§ **Given records**
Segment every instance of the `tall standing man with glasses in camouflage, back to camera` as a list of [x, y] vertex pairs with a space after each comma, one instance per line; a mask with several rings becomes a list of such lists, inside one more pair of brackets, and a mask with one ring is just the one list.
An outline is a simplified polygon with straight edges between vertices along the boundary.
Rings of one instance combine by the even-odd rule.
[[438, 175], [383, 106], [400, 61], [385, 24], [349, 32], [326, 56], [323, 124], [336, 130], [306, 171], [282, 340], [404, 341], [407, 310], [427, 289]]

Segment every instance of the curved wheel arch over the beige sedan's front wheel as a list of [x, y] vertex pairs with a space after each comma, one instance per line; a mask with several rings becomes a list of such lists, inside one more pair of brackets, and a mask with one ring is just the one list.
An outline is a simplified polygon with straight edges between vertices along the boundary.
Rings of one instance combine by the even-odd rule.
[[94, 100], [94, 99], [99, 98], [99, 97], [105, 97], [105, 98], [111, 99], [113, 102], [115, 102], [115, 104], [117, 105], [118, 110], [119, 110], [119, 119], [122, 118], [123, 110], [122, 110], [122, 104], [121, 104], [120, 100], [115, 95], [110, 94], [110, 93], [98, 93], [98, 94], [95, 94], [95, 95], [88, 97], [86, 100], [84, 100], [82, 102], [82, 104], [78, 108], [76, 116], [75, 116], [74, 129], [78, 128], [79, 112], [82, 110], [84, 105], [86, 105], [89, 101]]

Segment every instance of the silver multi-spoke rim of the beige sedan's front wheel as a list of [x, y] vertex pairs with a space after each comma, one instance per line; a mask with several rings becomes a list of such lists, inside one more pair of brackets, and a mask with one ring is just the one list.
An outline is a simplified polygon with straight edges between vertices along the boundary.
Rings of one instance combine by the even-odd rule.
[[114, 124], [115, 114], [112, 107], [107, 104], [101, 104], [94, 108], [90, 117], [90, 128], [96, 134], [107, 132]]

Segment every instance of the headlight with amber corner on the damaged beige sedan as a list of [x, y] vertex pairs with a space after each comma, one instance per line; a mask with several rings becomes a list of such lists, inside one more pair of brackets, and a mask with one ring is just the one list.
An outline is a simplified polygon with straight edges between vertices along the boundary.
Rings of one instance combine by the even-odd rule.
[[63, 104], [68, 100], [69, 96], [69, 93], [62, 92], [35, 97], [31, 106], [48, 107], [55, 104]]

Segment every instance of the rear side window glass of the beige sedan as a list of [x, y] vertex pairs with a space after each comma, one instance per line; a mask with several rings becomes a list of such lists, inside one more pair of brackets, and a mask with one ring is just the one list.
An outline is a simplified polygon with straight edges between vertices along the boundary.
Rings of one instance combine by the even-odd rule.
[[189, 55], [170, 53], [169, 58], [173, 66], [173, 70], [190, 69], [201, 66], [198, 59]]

§ **What to do**
Every single entry above has to be copied exactly.

§ **Response below**
Segment every instance of the `tall standing man with glasses in camouflage, back to camera` as a list of [x, y] vertex pairs with a space after each comma, one instance per line; a mask with several rings becomes a list of such lists, inside one more pair of brackets, and a mask with one ring is just the one list.
An outline is a simplified polygon with straight edges between vertices along the boundary.
Rings of one instance combine by the even-odd rule.
[[438, 175], [383, 106], [400, 61], [385, 24], [349, 32], [326, 56], [323, 124], [336, 130], [306, 171], [282, 340], [404, 341], [407, 310], [427, 289]]

Segment every instance of the curved wheel arch over the beige sedan's front wheel as a list of [x, y] vertex pairs with a space after each comma, one instance per line; a mask with several rings becomes a list of such lists, inside one more pair of brackets, and a mask with one ring is just the one list.
An outline is a simplified polygon with straight edges between vertices along the boundary.
Rings of one instance combine by the even-odd rule.
[[94, 100], [94, 99], [99, 98], [99, 97], [105, 97], [105, 98], [111, 99], [113, 102], [115, 102], [115, 104], [117, 105], [118, 110], [119, 110], [119, 119], [122, 118], [123, 110], [122, 110], [122, 104], [121, 104], [120, 100], [115, 95], [110, 94], [110, 93], [98, 93], [98, 94], [95, 94], [95, 95], [88, 97], [86, 100], [84, 100], [82, 102], [82, 104], [78, 108], [76, 116], [75, 116], [74, 129], [78, 128], [79, 112], [82, 110], [84, 105], [86, 105], [89, 101]]

Segment every instance of the silver multi-spoke rim of the beige sedan's front wheel as a list of [x, y] vertex pairs with a space after each comma, one instance per line; a mask with several rings becomes a list of such lists, inside one more pair of brackets, and a mask with one ring is just the one list.
An outline is a simplified polygon with straight edges between vertices along the boundary.
Rings of one instance combine by the even-odd rule.
[[114, 124], [115, 114], [112, 107], [107, 104], [101, 104], [94, 108], [90, 117], [90, 128], [96, 134], [107, 132]]

Segment every instance of the headlight with amber corner on the damaged beige sedan as a list of [x, y] vertex pairs with a space after each comma, one instance per line; a mask with several rings becomes a list of such lists, inside one more pair of brackets, and a mask with one ring is just the one list.
An outline is a simplified polygon with straight edges between vertices along the boundary.
Rings of one instance combine by the even-odd rule.
[[63, 104], [68, 100], [69, 96], [69, 93], [62, 92], [35, 97], [31, 106], [48, 107], [55, 104]]

Segment every instance of the rear side window glass of the beige sedan as a list of [x, y] vertex pairs with a space after each comma, one instance per line; a mask with several rings becomes a list of such lists, inside one more pair of brackets, and a mask with one ring is just the one list.
An outline is a simplified polygon with straight edges between vertices along the boundary.
Rings of one instance combine by the even-odd rule.
[[189, 55], [170, 53], [169, 58], [173, 66], [173, 70], [190, 69], [201, 66], [198, 59]]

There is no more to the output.